### Set exercise
Repeat the entries below word for word, starting at the line that contains "spot the mountain slope" and ending at the last of the entries.

### Task data
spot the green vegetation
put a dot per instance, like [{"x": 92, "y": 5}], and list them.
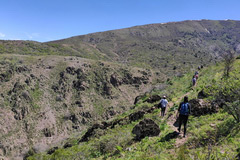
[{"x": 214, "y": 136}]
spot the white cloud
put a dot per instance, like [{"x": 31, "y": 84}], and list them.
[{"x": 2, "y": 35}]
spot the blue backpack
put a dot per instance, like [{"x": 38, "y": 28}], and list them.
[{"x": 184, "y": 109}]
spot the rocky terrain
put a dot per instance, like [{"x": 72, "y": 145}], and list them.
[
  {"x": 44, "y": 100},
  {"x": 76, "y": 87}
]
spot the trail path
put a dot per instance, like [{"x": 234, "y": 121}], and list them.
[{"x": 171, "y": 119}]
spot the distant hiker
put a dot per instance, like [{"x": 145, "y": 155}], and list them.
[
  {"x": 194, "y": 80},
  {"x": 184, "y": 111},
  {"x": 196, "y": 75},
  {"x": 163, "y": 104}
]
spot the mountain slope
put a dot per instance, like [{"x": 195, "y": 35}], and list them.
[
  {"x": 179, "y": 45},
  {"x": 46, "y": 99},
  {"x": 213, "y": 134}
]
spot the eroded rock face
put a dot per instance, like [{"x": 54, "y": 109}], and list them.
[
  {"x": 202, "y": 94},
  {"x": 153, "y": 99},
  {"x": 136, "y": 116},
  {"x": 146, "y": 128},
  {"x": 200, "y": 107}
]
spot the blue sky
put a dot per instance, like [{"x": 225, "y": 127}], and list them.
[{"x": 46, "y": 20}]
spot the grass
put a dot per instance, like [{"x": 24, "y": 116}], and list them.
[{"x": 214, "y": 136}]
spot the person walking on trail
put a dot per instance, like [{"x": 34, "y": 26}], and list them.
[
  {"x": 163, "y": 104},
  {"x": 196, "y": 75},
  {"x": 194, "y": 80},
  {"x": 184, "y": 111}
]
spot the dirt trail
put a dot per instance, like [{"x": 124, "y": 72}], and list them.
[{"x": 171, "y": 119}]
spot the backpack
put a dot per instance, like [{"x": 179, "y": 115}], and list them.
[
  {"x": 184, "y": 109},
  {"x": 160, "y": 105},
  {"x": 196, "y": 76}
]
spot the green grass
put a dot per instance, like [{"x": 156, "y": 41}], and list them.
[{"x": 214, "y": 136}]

### Answer to the problem
spot the mountain slope
put a dot per instance, like [{"x": 195, "y": 35}], and list them.
[
  {"x": 179, "y": 45},
  {"x": 46, "y": 99},
  {"x": 213, "y": 134}
]
spot the eroded rock face
put a dot per instance, like [{"x": 54, "y": 109}], and list them.
[
  {"x": 202, "y": 94},
  {"x": 153, "y": 99},
  {"x": 136, "y": 116},
  {"x": 146, "y": 128},
  {"x": 200, "y": 107}
]
spot the blue sky
put a dot per instance, like [{"x": 225, "y": 127}], and list them.
[{"x": 46, "y": 20}]
spot the grass
put a dot per instance, like [{"x": 24, "y": 116}], and list them.
[{"x": 214, "y": 136}]
spot the person walking on trail
put a dot per instance, like [{"x": 34, "y": 26}], and list them.
[
  {"x": 163, "y": 104},
  {"x": 196, "y": 75},
  {"x": 194, "y": 80},
  {"x": 184, "y": 111}
]
spot the dirt trail
put a dot per instance, like [{"x": 124, "y": 72}], and list them.
[{"x": 171, "y": 119}]
spot the backpack
put a dot per instance, like [{"x": 179, "y": 115}], and list them.
[
  {"x": 184, "y": 109},
  {"x": 160, "y": 105},
  {"x": 196, "y": 76}
]
spot the green grass
put a dot per instance, like [{"x": 156, "y": 41}], and list them.
[{"x": 214, "y": 136}]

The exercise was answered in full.